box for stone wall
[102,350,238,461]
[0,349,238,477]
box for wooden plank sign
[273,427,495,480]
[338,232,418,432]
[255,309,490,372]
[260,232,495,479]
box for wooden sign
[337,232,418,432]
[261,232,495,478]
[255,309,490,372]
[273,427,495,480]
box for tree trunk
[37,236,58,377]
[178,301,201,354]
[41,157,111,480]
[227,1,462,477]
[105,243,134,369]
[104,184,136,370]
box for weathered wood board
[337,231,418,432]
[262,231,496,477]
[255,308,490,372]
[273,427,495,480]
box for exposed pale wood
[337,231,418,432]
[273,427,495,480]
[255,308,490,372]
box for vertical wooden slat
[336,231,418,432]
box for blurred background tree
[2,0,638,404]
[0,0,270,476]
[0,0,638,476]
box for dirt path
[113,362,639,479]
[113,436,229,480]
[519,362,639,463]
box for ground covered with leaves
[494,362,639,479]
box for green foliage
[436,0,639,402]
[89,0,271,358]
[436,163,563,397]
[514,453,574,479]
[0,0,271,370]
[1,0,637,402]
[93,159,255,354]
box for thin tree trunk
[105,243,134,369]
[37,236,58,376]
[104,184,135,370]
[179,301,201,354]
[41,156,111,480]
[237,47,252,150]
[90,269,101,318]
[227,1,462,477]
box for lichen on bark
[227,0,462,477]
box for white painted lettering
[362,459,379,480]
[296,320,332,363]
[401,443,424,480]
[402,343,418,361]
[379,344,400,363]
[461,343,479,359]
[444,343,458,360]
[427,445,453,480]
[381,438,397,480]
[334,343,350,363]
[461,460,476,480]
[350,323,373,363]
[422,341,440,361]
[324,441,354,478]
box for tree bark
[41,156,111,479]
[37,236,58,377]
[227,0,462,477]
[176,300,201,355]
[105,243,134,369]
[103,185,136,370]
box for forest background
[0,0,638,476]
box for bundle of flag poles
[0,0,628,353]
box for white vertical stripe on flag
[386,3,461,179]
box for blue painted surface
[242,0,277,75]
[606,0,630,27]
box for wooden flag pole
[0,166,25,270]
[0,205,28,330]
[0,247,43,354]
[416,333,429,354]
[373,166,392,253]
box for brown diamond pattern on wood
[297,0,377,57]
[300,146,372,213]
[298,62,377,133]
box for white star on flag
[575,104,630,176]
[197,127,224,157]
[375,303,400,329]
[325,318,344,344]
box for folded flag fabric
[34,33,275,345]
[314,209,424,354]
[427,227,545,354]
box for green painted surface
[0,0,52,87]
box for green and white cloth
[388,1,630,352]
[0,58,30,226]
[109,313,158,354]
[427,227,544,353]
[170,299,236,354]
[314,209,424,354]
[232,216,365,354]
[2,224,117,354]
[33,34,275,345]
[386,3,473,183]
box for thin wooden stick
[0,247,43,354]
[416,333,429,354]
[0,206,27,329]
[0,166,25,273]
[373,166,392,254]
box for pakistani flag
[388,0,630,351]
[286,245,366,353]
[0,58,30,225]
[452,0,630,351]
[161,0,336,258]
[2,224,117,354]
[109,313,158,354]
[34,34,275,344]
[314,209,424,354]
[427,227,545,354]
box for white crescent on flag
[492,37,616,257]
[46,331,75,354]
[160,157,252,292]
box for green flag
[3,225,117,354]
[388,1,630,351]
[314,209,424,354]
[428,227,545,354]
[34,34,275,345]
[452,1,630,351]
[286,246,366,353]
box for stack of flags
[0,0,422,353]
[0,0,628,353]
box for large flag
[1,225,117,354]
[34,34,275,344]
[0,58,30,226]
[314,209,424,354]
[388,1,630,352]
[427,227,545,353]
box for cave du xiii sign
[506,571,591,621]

...

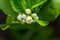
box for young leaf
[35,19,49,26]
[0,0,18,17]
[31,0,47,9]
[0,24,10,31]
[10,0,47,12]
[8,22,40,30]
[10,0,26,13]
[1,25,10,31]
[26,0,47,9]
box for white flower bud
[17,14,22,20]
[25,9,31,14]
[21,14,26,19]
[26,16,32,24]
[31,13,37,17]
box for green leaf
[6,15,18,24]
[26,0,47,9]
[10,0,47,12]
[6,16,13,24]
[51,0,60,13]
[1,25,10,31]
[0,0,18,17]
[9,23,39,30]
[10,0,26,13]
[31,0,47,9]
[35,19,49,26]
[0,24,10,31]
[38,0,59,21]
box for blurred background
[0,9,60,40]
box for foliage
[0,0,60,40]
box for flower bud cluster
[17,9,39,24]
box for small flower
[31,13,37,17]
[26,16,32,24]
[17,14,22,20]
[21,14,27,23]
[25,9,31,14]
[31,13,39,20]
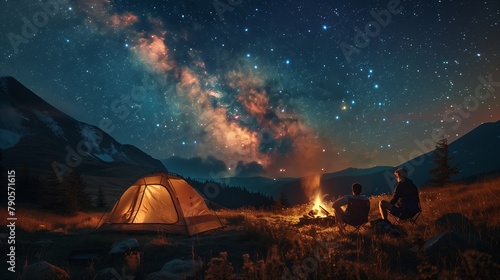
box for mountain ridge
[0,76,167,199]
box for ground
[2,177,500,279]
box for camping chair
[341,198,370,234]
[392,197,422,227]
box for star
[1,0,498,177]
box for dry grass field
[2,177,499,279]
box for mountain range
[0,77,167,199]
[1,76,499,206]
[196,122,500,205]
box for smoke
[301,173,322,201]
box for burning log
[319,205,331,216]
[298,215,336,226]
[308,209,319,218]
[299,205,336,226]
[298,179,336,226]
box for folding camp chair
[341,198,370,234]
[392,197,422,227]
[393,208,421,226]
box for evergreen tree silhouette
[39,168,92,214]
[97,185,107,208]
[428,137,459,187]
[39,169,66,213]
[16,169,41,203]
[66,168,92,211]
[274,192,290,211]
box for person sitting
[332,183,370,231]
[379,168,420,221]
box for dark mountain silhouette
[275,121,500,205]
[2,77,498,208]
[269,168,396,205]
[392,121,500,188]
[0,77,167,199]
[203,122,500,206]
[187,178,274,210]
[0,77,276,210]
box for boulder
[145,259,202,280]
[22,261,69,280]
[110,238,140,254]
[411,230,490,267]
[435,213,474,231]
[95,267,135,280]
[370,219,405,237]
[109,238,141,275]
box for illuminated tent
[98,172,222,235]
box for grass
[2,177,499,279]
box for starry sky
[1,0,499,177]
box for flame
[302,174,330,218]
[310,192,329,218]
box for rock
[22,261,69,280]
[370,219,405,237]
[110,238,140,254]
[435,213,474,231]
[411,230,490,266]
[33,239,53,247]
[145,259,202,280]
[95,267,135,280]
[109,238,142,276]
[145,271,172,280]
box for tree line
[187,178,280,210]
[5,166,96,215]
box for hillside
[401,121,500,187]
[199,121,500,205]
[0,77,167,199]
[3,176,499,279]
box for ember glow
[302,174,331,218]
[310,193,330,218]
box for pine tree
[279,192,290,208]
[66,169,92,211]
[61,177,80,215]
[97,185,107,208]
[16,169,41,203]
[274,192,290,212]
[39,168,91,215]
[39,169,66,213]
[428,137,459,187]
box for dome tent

* * *

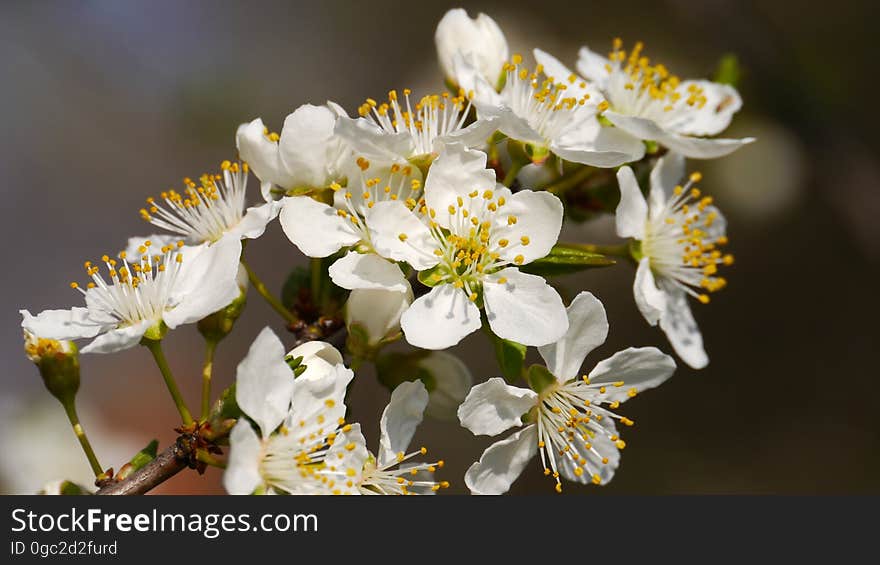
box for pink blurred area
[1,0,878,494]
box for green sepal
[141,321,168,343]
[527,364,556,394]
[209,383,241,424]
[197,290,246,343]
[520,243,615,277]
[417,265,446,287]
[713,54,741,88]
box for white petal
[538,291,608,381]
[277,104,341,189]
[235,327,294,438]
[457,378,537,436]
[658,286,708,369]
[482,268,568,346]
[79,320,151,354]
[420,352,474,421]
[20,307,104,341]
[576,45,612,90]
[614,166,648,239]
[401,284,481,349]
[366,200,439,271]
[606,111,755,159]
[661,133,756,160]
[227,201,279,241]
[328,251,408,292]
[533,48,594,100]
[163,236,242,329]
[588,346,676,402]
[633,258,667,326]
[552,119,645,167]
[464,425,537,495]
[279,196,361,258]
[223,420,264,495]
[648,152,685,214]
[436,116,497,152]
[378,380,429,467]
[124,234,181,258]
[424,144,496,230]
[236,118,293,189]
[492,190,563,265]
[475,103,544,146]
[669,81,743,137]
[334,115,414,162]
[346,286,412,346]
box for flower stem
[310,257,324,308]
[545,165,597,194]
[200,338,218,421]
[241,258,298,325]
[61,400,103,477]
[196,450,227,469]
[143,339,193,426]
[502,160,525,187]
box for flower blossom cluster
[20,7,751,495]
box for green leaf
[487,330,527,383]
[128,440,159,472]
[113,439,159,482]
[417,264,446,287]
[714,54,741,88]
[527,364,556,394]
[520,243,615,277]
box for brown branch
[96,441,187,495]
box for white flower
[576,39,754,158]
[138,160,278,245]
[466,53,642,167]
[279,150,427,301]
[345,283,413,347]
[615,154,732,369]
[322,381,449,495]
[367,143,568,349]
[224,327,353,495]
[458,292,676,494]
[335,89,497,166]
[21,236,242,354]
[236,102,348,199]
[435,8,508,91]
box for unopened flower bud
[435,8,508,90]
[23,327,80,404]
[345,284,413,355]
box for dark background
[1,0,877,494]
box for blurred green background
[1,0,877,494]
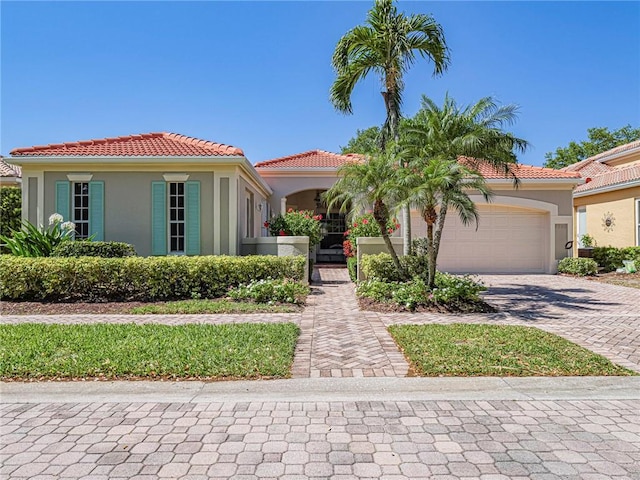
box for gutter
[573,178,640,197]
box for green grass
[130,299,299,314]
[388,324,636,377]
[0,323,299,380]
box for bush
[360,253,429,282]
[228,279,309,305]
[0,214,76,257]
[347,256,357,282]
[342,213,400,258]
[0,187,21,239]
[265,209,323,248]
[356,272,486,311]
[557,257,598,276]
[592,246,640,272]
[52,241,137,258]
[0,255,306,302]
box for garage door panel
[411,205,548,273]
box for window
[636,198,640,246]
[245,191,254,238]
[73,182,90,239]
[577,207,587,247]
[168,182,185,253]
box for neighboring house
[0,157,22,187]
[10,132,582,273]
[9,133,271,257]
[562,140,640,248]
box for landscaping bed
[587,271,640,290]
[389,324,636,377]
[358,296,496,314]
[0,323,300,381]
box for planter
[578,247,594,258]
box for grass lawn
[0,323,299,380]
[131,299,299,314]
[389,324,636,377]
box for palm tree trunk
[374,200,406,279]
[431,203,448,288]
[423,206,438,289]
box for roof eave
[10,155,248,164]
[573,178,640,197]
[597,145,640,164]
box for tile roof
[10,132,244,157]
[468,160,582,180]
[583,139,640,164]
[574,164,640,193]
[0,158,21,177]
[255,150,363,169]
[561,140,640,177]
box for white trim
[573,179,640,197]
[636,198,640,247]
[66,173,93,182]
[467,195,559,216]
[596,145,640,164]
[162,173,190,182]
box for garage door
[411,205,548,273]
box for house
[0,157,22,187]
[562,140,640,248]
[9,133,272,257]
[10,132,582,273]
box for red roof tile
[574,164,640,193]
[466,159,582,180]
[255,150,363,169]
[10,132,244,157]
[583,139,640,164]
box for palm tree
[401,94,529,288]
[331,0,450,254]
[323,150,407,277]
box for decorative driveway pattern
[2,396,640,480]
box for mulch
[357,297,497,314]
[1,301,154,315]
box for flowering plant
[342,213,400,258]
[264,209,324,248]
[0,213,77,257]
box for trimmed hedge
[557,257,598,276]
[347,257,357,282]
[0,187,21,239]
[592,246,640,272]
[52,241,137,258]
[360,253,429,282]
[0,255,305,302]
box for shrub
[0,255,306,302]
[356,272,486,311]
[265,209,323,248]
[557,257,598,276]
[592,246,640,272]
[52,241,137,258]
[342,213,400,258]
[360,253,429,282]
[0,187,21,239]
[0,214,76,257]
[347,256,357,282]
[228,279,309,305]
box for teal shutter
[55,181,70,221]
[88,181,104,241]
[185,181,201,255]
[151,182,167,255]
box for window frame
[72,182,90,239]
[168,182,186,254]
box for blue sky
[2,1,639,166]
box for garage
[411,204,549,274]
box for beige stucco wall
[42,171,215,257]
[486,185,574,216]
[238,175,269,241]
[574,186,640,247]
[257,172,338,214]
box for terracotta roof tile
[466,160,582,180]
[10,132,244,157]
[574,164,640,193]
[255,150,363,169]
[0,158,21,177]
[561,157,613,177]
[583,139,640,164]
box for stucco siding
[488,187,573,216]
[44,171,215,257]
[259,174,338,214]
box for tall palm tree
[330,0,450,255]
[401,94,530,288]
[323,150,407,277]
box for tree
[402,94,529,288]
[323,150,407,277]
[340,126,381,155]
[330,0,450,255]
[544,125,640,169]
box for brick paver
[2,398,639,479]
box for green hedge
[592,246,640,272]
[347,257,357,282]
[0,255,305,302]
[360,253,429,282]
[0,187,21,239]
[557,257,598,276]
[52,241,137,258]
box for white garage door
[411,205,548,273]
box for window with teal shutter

▸ **What you will do**
Start with the line above that contains "box for rock" and stop after the line that contains "box for dome tent". Output those lines exactly, and only those.

▸ **Answer box**
box for rock
[22,261,69,280]
[370,219,405,237]
[110,238,140,254]
[435,213,474,231]
[411,230,490,266]
[33,239,53,247]
[145,259,202,280]
[95,267,135,280]
[109,238,142,276]
[145,271,172,280]
box for tree line
[187,178,280,210]
[5,166,96,215]
box for hillside
[401,121,500,187]
[199,121,500,205]
[0,77,167,199]
[3,176,499,279]
box for ember glow
[302,174,331,218]
[310,193,330,218]
box for pine tree
[279,192,290,208]
[66,169,92,211]
[61,177,80,215]
[97,185,107,208]
[16,169,41,203]
[274,192,290,212]
[39,168,91,215]
[39,169,66,213]
[428,137,459,187]
box for dome tent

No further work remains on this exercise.